Record set START

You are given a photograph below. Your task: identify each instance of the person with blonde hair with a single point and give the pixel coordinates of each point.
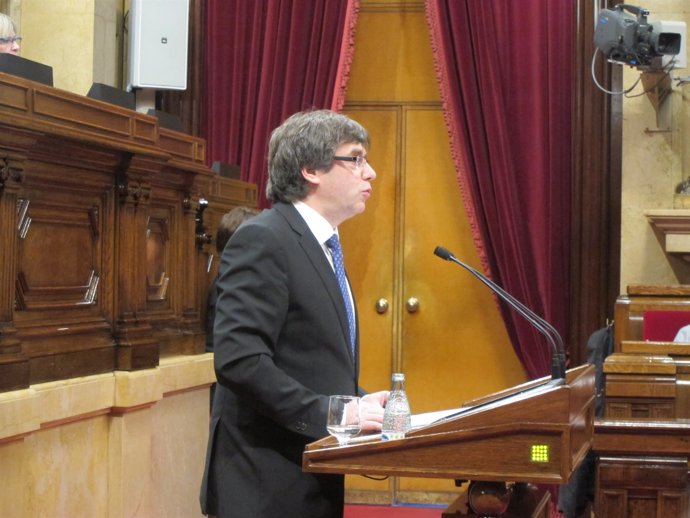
(9, 41)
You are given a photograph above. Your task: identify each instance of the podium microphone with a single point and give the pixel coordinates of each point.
(541, 325)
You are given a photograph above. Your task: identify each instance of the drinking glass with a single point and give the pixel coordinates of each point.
(343, 418)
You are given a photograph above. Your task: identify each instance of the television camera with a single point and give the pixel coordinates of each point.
(631, 40)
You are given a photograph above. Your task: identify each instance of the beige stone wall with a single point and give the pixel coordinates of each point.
(80, 39)
(117, 444)
(655, 160)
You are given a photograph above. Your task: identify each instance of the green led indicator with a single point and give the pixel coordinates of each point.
(540, 453)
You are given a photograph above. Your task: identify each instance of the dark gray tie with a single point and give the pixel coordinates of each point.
(339, 266)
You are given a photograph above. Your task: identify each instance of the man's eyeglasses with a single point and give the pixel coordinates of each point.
(358, 160)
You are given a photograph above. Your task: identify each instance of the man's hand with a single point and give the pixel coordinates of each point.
(371, 410)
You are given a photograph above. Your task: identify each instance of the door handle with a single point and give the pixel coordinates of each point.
(412, 305)
(381, 306)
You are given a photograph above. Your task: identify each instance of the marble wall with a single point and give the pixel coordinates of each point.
(655, 161)
(122, 444)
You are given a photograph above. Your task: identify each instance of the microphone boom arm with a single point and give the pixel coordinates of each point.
(544, 327)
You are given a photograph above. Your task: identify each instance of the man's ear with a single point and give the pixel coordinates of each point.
(310, 176)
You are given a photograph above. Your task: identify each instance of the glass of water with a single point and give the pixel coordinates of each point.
(343, 418)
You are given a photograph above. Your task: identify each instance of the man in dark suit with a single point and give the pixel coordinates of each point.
(229, 223)
(282, 339)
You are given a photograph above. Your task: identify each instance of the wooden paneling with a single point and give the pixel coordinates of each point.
(455, 347)
(642, 468)
(99, 214)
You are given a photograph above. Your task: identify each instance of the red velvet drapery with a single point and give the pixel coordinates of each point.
(266, 61)
(504, 68)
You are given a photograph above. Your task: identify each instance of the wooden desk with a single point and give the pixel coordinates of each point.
(104, 248)
(642, 468)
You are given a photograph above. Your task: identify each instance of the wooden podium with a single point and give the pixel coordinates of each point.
(536, 432)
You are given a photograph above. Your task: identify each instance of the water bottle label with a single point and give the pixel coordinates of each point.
(392, 436)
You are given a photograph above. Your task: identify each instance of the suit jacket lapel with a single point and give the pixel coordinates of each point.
(317, 257)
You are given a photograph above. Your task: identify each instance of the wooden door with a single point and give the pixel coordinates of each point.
(454, 347)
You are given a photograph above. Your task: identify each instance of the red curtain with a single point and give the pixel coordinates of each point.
(266, 60)
(504, 69)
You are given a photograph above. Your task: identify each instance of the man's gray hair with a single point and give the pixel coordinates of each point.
(307, 140)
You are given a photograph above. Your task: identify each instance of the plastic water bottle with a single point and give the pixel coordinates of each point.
(396, 416)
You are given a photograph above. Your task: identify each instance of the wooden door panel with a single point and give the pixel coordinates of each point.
(455, 346)
(371, 260)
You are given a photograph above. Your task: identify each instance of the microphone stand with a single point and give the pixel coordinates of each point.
(544, 327)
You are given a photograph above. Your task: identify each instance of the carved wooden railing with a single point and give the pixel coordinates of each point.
(100, 267)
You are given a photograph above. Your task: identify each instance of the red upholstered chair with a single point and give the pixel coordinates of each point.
(662, 326)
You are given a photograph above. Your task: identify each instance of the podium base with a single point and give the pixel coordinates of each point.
(527, 501)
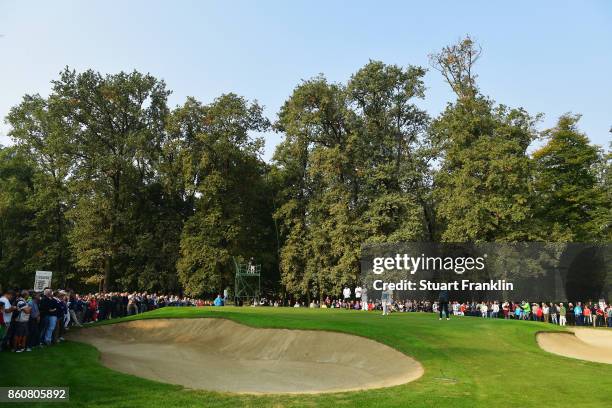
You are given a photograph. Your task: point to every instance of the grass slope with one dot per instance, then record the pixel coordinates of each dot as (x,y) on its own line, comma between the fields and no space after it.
(469,362)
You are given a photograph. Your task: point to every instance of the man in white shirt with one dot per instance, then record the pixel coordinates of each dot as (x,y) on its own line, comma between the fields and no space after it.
(7,314)
(358,292)
(8,308)
(346,293)
(387,298)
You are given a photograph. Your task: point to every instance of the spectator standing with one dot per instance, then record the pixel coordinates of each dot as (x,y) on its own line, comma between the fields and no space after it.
(562,314)
(22,318)
(48,314)
(7,316)
(578,314)
(34,322)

Record set END

Your instructions:
Skip the pictures, then retype every line above exactly.

Final answer:
You are given a photograph below. Your task: identify each instance of the person with blonde hair with a single point and give the pixel coordinates of each point.
(9, 41)
You are given a photograph above. Your task: identify each instance of the podium microphone with a single point and give the pixel coordinates of each point.
(541, 325)
You are given a photograph above. Your task: identify each instance of the drinking glass with a single point and give the pixel coordinates of each point.
(343, 418)
You are given a photograph above. Your task: identify each instance of the television camera with a single point and give the pixel coordinates of each point.
(631, 40)
You are given a photograph above. Your task: identify each instance of the beige stone wall with a single point and give the pixel coordinates of each point.
(80, 39)
(117, 444)
(655, 160)
You are given a photograph above. Your task: identify each instance of the green led indicator with a single point and give the pixel coordinates of each point.
(540, 453)
You are given a photograph above. Your task: identify each instance of the dark gray tie with a single point and give the pixel coordinates of each point.
(339, 266)
You are given a photograph above. Your task: identify each instance of the man's eyeglasses with a single point and give the pixel coordinates of each point.
(358, 160)
You are given a photograph above. Your task: identify each instance of the man's hand with a single point and give the pixel coordinates of each point.
(371, 410)
You are given a photograph above. Your task: identify each instance of the door handle with a single point and give the pixel coordinates of each point.
(412, 305)
(381, 306)
You are given a photograph above. Your task: identify each instance of the marble wall with a single point and give the pixel coordinates of each point.
(655, 161)
(122, 444)
You are given a photograph above. Your task: identify each instance of the microphone boom arm with a single point and give the pixel coordinates of each point.
(544, 327)
You are given a photograph above. Your task: identify each instance of the man's ear with a single point and give the pixel coordinates of each point.
(310, 176)
You are given a photograph above. Your task: identify each instance of the glass of water with a single point and give the pixel coordinates of each point.
(343, 418)
You are given a photograph above. Your task: identify each instance of the man in dark suit with a single point and give the pixel coordinates of each point.
(229, 223)
(282, 339)
You are given a photograph above. Your task: identify each instance of the wooden paneling with a single point and give the pixel coordinates of each point.
(455, 347)
(642, 468)
(99, 214)
You are given a photograph above. Your task: identify each instance of the red velvet drapery with a single point and give the pixel coordinates of each point.
(266, 61)
(504, 68)
You are given a photograph above. Your task: identify each instance of the wooden desk with a single point and give the pixel coordinates of each point.
(104, 248)
(642, 468)
You are given a photograph above. Your task: identify each instance of the wooden podium with a single point and give the pixel coordinates of each point.
(536, 432)
You are given a photograph above. Your task: identify each instance of the water bottle label with a single point and give the pixel coordinates of each point.
(392, 436)
You are given a photograph above. Your task: identify each instance of the suit jacket lapel with a single point and give the pixel coordinates of each point.
(317, 257)
You are given a photograph above. Your task: identify each instance of the wooden door with a single point and give the pixel coordinates of each point.
(454, 347)
You are given a photograph above. Your task: identify each instance of the red curtain with a single point and give the pixel coordinates of each point.
(266, 60)
(504, 69)
You are given a photograph above. Your task: identify each instance of the man's gray hair with a single point and give the pixel coordinates of each point.
(307, 140)
You are given a photograph above. Your task: identify each instance of the plastic water bottle with a single point and give the pixel coordinates of each point.
(396, 416)
You are given a photograph above. Your task: identify each instance of the wooden door panel with a single point and give the pixel coordinates of each point.
(455, 346)
(371, 260)
You are given a photograph above. Your task: identify each instance of the microphone stand with a single point and give the pixel coordinates of each point.
(544, 327)
You are given a photograph above. Your task: identify each instance of the carved wooden railing with a single point and give the pixel coordinates of each point.
(100, 267)
You are given a photograph above. Your task: identify each instance of the red upholstered chair with a single point and give the pixel coordinates of each point.
(662, 326)
You are given a photograph above. Your task: identify each instance of the podium base with a single point and give the pixel coordinates of each point.
(527, 501)
You are given a photograph. Your task: point to every instance of the grass slope with one dot per instance, then record the pixel coordinates of each dot as (x,y) on its own line, comma between the fields and no space after it.
(469,362)
You are given a photograph. Your task: point to every instance of the man in white shirt with one dot per instance, then record the pixel coordinates of each dot as (x,y) on its own line, comma between the fields and no space after it.
(7,314)
(358,292)
(8,308)
(346,293)
(387,298)
You are given a photograph. Your task: point to every instance of the spectator standing with one dot per instance, then record the pixel coordinates of each dot as (x,y) on its own line, comma between the fields and no space after it.
(562,314)
(22,318)
(48,314)
(7,316)
(578,314)
(34,322)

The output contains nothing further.